• [Input for this task]
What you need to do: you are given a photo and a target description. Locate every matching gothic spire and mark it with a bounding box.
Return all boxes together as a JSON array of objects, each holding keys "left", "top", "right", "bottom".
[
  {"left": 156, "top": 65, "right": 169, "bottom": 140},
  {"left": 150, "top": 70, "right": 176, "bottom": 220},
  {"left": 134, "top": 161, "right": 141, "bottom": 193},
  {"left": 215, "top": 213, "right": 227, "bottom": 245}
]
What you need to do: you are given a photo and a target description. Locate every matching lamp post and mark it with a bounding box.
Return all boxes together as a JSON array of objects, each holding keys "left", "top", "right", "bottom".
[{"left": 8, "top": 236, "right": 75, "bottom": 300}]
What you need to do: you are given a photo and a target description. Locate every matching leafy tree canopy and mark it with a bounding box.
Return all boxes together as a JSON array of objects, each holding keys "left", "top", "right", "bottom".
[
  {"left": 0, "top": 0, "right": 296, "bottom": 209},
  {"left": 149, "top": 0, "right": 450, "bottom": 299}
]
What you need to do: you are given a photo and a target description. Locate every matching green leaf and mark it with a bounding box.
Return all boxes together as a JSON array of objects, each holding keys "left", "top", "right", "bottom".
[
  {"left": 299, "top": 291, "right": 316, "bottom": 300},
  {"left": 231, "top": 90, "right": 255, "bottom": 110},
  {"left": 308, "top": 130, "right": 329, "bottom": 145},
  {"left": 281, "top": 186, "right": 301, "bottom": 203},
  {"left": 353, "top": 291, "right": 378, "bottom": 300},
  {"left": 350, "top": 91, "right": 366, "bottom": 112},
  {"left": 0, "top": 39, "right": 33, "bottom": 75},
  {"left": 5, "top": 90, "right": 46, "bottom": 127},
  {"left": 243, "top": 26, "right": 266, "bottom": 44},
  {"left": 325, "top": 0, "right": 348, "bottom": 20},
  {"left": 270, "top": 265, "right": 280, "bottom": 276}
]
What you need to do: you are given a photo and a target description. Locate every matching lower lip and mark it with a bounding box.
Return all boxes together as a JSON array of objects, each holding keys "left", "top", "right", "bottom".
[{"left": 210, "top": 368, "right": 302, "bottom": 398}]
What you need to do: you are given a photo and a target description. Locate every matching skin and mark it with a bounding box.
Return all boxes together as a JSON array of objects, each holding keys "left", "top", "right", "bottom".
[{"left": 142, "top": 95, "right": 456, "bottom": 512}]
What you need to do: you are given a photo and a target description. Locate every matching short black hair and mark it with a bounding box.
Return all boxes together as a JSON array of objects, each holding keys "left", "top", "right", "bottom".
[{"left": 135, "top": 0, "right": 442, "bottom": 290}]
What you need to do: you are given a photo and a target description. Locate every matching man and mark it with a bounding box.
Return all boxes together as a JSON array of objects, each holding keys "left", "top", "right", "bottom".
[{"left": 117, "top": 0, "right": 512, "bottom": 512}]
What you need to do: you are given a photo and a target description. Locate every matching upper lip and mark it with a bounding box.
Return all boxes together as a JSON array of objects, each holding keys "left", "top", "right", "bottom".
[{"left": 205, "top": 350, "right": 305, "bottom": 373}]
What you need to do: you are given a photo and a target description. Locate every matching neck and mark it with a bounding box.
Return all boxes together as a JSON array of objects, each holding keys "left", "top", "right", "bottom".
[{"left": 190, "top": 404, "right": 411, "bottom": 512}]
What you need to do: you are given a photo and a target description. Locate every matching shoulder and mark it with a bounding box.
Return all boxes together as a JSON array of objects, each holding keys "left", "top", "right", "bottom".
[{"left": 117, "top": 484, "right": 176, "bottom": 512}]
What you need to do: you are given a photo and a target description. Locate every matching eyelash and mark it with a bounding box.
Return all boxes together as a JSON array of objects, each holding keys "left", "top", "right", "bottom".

• [The request]
Copy the listing again word for word, beginning at the line that contains "eyelash and mark it with a bounding box." and stopping after the last line of the listing.

• [Task answer]
What you need to do: you are given a photo and a target description. Locate every matching eyelash and mark it with a bounding box.
Return all boxes together as a JSON array of objects, each holding keys "left", "top", "right", "bottom".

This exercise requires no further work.